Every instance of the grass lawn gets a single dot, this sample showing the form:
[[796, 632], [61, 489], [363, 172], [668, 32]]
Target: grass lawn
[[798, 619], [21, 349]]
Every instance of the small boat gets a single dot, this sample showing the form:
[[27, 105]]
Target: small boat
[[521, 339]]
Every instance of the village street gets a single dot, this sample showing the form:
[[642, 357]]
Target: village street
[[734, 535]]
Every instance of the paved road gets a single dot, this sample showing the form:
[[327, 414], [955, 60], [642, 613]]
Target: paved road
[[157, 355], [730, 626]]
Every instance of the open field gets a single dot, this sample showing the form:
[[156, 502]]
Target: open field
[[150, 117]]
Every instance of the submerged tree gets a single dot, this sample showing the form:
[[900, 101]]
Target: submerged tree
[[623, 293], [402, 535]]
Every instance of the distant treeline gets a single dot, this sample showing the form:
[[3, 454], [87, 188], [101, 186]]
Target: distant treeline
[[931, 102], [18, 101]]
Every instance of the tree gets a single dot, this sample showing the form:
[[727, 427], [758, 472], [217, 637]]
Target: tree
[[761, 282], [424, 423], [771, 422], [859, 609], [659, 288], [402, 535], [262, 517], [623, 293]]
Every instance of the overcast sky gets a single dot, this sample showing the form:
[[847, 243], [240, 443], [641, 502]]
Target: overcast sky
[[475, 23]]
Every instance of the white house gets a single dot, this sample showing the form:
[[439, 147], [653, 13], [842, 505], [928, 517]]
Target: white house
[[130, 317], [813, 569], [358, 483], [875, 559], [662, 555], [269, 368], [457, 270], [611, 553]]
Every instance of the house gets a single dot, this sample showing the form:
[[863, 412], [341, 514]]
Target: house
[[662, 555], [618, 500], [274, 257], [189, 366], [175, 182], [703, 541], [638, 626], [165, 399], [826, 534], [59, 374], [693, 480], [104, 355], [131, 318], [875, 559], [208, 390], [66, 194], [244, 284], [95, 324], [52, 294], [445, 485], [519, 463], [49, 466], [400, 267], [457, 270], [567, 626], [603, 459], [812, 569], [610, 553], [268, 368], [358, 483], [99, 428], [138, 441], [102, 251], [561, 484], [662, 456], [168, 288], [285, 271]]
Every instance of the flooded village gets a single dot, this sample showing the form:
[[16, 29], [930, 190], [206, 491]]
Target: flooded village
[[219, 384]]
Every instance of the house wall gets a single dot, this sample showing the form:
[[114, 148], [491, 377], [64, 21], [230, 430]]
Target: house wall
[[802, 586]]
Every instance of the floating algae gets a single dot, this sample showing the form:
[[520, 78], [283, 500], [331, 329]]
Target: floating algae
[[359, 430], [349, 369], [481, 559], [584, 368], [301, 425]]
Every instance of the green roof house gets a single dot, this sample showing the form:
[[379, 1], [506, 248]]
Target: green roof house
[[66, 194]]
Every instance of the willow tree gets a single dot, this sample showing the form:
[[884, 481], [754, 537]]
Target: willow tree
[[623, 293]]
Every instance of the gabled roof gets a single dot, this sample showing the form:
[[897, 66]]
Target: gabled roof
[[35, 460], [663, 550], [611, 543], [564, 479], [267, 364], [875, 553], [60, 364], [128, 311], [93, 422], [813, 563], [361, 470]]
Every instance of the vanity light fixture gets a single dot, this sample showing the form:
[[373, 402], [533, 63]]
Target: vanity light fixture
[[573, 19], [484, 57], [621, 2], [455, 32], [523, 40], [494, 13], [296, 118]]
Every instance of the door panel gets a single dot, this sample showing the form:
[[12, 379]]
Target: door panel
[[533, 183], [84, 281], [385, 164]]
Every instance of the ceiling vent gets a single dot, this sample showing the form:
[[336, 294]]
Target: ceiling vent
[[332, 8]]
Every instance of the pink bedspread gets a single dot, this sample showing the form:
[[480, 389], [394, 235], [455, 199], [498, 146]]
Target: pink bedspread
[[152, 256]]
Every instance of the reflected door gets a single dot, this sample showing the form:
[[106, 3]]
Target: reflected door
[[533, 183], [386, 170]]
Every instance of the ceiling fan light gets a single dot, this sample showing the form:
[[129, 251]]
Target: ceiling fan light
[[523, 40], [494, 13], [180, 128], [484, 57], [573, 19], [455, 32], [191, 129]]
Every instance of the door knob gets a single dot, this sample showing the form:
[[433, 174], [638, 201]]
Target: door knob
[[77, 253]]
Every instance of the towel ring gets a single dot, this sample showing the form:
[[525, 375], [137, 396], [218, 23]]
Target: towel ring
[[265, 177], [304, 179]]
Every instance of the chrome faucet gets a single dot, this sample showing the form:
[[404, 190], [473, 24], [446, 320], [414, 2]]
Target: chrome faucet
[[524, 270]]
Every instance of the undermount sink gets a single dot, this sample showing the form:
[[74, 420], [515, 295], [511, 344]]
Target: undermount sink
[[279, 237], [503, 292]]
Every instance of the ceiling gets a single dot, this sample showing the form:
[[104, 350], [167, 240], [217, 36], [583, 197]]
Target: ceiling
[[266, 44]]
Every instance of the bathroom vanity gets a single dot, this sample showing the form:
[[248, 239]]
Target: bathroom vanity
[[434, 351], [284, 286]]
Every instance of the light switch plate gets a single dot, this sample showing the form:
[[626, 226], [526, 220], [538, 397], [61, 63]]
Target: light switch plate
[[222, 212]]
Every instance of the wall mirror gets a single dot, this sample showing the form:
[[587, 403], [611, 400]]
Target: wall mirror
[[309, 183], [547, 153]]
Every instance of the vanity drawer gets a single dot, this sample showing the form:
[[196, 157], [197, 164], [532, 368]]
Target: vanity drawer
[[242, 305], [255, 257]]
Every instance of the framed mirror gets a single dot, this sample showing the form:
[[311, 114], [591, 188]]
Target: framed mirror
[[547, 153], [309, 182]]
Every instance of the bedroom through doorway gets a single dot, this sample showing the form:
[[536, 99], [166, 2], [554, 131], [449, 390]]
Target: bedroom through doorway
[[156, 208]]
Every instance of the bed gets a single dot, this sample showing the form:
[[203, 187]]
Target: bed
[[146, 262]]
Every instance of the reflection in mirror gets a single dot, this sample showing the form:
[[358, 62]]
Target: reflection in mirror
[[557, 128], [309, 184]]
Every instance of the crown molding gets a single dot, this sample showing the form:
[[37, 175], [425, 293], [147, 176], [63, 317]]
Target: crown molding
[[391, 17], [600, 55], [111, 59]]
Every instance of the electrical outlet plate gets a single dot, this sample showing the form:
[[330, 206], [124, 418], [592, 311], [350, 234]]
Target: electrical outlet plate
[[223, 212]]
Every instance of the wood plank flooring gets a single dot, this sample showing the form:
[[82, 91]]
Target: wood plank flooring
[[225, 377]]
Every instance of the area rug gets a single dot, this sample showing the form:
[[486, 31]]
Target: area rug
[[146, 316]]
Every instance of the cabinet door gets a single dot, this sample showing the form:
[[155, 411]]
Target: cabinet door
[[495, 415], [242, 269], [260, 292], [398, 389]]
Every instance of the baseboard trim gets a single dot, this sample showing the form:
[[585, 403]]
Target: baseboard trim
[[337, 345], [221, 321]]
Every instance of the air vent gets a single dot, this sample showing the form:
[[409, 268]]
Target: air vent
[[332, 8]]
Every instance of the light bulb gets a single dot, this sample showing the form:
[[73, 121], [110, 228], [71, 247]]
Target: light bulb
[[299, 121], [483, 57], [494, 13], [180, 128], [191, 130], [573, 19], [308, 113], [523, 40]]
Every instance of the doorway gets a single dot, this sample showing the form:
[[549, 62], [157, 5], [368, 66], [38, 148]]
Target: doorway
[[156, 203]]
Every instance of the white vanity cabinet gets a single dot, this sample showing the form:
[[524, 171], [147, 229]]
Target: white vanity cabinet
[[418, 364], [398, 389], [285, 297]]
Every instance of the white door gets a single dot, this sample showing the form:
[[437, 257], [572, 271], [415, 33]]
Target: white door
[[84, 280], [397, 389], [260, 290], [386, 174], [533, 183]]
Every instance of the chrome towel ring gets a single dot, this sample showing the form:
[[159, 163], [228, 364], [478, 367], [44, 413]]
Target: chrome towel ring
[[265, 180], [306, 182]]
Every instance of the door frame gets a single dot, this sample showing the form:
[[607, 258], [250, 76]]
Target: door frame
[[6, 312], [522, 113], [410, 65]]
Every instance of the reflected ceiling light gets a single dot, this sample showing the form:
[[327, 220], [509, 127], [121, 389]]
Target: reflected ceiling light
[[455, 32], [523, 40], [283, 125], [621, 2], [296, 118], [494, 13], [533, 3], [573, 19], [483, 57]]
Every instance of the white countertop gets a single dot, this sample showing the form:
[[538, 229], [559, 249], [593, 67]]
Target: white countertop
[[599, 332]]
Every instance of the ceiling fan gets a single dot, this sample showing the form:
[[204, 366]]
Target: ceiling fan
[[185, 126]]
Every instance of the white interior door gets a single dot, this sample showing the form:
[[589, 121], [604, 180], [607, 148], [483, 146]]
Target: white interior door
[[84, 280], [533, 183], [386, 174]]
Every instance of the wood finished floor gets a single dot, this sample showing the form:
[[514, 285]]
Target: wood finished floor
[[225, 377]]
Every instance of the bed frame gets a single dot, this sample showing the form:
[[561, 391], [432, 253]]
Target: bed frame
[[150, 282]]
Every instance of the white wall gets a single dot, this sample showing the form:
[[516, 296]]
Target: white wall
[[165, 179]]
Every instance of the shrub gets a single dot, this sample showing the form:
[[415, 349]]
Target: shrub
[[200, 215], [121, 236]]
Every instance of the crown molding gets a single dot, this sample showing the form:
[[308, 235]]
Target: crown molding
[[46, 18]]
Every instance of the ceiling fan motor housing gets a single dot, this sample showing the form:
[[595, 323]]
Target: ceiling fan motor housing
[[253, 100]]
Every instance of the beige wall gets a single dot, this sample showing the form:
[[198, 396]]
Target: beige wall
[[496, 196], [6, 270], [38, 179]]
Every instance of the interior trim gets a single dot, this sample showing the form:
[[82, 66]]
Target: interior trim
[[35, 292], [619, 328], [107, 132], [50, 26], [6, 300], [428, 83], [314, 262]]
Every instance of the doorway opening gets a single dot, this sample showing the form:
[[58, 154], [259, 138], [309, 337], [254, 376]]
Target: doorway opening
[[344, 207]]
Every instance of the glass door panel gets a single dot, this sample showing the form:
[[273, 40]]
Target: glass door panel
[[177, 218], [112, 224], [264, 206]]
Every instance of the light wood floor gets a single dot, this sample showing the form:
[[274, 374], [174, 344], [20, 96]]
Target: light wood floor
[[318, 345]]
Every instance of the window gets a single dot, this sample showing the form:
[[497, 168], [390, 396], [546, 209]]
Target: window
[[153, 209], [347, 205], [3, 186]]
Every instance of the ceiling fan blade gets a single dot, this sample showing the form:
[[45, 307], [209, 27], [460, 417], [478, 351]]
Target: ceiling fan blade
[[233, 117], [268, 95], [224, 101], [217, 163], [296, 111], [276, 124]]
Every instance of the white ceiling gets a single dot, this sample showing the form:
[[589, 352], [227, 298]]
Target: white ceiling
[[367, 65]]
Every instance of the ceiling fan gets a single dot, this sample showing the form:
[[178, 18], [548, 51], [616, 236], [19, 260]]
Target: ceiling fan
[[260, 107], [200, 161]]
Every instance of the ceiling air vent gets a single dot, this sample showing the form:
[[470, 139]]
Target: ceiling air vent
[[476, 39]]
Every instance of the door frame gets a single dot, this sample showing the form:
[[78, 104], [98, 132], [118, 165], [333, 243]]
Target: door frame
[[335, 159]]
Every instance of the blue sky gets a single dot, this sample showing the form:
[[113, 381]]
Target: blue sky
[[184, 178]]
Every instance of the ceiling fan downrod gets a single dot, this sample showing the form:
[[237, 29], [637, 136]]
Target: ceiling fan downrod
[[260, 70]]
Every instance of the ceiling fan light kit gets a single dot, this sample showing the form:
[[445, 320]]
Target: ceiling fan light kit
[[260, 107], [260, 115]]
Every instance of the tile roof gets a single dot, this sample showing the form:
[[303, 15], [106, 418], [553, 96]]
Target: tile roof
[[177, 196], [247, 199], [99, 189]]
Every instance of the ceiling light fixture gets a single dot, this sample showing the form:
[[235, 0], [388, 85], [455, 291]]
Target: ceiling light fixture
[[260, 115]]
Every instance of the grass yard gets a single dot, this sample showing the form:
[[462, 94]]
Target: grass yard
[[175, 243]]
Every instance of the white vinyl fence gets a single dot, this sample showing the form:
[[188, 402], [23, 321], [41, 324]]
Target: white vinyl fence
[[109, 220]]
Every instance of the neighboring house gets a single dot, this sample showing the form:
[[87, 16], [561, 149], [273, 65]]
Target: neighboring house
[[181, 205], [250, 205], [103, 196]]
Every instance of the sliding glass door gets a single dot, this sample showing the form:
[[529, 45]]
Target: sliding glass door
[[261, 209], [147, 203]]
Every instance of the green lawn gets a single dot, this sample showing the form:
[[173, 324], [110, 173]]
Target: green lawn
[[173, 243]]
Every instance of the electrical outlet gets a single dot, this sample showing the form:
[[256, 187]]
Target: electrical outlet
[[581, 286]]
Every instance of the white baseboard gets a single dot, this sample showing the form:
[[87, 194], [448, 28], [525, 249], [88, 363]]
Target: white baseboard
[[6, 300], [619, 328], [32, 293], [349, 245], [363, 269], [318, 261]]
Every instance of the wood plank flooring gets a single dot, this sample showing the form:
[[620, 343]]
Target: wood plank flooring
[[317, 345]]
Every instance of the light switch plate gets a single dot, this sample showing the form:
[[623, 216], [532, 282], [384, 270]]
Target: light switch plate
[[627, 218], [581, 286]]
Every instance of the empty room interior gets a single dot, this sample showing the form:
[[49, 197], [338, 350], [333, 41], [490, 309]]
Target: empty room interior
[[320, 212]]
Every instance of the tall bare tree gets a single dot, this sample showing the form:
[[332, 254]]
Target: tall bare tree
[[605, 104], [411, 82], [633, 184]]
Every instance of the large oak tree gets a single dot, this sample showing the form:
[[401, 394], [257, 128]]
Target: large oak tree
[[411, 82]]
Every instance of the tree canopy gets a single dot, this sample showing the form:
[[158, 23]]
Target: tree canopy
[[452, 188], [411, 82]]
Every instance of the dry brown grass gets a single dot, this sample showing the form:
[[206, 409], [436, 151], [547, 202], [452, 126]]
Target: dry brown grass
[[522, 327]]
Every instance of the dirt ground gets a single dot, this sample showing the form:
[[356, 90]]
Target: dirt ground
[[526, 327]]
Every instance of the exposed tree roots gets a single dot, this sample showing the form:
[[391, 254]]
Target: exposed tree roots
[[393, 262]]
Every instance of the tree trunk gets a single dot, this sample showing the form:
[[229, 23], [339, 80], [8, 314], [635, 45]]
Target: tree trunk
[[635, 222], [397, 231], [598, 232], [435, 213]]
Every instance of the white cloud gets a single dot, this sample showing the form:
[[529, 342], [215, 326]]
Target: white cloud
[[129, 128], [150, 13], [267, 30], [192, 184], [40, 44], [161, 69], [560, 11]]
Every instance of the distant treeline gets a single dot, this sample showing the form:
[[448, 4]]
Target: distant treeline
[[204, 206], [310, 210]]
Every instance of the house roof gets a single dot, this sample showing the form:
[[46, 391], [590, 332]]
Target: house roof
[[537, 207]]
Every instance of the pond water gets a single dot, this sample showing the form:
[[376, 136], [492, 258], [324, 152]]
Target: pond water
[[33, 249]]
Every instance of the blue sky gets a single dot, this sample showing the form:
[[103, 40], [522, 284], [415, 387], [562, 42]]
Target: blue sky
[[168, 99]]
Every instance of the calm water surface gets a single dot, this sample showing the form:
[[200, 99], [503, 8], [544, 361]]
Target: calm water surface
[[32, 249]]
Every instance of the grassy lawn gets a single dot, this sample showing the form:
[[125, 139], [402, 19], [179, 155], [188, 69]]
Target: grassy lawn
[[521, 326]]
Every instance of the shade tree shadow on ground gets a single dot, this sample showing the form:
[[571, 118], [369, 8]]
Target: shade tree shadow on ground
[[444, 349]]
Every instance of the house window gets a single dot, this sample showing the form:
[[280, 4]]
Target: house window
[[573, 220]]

# # # #

▶ _Objective_:
Copy the material from the line containing "Every instance of the tree canopy" down to the line containing "[[526, 327]]", with every line kept. Raise each point coordinate in the answers by 34, and leave the requests and their sample points unchanged.

▶ _The solution_:
Every instance of the tree canopy gets a single dot, this sample showing the form:
[[158, 23]]
Target: tree canopy
[[486, 222], [445, 116]]
Every instance of the dry brown grass gets a single dot, this sample showing the form:
[[206, 409], [436, 151], [547, 202], [452, 126]]
Target: dry brown grass
[[556, 361]]
Every instance of the dirt ground gets a single dot, this sample showing the form:
[[356, 90]]
Target: dirt ground
[[560, 361]]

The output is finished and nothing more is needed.